- Requirements -
Rescale the rows starting at the line that contains "[mark] the loader" and ending at the last line of the rows, giving every line in that range again, requests included. In the answers, multiply each x and y coordinate by 1.05 and round it to a whole number, with halves rounded up.

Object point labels
..............................
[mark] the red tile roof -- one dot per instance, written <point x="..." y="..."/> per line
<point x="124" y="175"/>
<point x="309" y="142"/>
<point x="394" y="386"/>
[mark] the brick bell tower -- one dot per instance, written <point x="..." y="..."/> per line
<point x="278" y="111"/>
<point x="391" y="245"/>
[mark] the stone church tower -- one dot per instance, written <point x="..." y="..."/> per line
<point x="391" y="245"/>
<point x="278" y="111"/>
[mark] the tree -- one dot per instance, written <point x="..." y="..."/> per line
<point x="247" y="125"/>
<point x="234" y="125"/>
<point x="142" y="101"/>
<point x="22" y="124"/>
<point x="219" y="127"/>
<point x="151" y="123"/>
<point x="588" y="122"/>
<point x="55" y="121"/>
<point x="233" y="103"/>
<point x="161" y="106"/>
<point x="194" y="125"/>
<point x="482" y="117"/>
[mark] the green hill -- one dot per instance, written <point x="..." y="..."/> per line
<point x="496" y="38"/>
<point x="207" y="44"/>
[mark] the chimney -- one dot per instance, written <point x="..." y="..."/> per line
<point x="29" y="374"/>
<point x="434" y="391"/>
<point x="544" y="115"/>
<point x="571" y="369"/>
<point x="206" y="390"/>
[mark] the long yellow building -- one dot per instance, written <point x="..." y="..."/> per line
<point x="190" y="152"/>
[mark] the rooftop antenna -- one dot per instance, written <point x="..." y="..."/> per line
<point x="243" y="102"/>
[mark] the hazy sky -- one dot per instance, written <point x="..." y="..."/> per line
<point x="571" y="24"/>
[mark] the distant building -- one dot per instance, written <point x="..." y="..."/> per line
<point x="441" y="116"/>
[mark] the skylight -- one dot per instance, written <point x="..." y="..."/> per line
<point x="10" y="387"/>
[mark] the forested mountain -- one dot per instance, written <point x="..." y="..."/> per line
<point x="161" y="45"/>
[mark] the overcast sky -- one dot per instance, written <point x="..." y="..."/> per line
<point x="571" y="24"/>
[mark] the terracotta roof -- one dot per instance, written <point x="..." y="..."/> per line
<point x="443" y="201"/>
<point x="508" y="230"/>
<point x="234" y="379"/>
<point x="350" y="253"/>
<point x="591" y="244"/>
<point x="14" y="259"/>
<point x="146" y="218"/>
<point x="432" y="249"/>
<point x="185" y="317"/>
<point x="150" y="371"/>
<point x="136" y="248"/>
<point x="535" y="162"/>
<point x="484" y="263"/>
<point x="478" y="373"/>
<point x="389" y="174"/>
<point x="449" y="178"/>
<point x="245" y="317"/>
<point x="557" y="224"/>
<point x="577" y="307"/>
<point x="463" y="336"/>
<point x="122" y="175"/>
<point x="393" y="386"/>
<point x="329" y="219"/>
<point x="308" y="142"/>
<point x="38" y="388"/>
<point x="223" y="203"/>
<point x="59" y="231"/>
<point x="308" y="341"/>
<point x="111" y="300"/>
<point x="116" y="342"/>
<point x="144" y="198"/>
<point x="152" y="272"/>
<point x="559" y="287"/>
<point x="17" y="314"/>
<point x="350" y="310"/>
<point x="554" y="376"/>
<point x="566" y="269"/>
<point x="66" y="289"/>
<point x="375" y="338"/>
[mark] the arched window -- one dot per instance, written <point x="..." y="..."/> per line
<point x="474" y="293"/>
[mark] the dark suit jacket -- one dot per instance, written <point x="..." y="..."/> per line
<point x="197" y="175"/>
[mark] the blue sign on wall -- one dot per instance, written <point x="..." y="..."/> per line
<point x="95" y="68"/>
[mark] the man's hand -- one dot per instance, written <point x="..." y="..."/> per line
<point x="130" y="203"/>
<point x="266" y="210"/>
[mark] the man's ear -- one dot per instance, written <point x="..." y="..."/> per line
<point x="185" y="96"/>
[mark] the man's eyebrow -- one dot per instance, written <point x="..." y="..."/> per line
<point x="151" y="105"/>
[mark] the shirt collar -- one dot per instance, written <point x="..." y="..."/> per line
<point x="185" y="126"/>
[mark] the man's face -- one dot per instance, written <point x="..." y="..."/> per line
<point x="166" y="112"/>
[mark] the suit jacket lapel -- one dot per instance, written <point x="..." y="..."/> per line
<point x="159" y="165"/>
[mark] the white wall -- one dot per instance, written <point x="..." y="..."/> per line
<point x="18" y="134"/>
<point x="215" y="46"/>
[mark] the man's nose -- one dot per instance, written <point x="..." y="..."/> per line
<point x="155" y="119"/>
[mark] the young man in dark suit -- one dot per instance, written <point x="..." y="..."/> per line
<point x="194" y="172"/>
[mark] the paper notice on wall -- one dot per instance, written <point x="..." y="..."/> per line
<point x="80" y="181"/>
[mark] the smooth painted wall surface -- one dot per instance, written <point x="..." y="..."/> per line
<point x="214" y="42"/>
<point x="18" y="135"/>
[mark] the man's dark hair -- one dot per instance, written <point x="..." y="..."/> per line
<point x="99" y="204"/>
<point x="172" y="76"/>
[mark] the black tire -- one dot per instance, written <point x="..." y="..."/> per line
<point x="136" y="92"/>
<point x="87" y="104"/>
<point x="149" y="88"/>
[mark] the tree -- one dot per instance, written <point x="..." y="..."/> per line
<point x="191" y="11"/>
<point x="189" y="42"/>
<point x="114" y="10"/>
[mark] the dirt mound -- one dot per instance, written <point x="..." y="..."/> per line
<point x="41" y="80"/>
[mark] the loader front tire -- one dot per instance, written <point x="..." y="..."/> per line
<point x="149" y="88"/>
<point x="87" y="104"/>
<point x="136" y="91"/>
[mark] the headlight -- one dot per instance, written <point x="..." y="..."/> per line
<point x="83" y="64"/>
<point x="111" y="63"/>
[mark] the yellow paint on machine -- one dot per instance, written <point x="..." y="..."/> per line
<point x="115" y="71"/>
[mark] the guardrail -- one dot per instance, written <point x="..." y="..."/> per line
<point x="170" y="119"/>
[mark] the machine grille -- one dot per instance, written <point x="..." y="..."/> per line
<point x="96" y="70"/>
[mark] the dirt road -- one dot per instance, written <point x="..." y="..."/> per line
..............................
- Task response -
[mark] the loader front tire -- one dot per instance, written <point x="..." y="..."/> per line
<point x="156" y="92"/>
<point x="91" y="109"/>
<point x="143" y="96"/>
[mark] the headlight -- one dot per instance, written <point x="..." y="..."/> per line
<point x="87" y="67"/>
<point x="117" y="66"/>
[mark] the yellow paint on machine -- one dot per instance, written <point x="..." y="..."/> per line
<point x="121" y="75"/>
[mark] the guardrail -- one dot per instance, written <point x="..." y="..."/> per line
<point x="179" y="125"/>
[mark] the machine grille -- one dot per instance, written <point x="..." y="..."/> per line
<point x="101" y="74"/>
[mark] the dirt road -- one dot per instance, written <point x="..." y="..."/> per line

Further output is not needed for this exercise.